Objective: Output every line of the entries below as a Markdown table with the columns "Row" and "Line", skipping blank lines. Leave the pictures out of the table.

Labeling and segmentation records:
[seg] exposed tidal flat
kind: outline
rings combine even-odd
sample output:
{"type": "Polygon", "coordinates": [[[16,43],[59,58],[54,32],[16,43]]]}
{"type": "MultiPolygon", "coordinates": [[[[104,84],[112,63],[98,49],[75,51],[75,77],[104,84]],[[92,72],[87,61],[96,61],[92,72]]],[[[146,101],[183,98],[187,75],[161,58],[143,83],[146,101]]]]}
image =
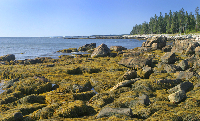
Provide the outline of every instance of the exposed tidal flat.
{"type": "Polygon", "coordinates": [[[91,42],[59,52],[73,51],[88,54],[1,57],[0,120],[200,119],[198,39],[151,36],[134,49],[91,42]]]}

Solution to the problem:
| Row | Line |
|---|---|
| 1 | [seg] exposed tidal flat |
| 2 | kind: outline |
| 3 | rings combine even-odd |
| 4 | sample output: |
| 5 | {"type": "Polygon", "coordinates": [[[16,43],[59,58],[54,32],[16,43]]]} |
| 6 | {"type": "MultiPolygon", "coordinates": [[[[104,84],[112,63],[98,49],[75,51],[75,77],[104,84]],[[92,72],[87,61],[96,61],[92,72]]],[[[146,101],[183,98],[187,75],[161,58],[143,83],[146,101]]]]} |
| 7 | image = |
| 8 | Provide the outline of every instance of the exposed tidal flat. |
| 9 | {"type": "Polygon", "coordinates": [[[91,42],[59,52],[73,51],[88,54],[1,57],[0,120],[200,119],[198,39],[151,36],[134,49],[91,42]]]} |